## [GOAL]
Render all the data below as a two-column CSV with the headers input and output. Give each text and its answer one row, each in its own quoted field, with line breaks replaced by spaces.
***
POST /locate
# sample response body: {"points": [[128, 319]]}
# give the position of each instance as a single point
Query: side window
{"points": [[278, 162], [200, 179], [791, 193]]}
***
## [TASK ANSWER]
input,output
"POST /locate # sample response body: {""points"": [[128, 319]]} # give the position of each instance as a single point Query: side window","{""points"": [[278, 162], [200, 179], [791, 193]]}"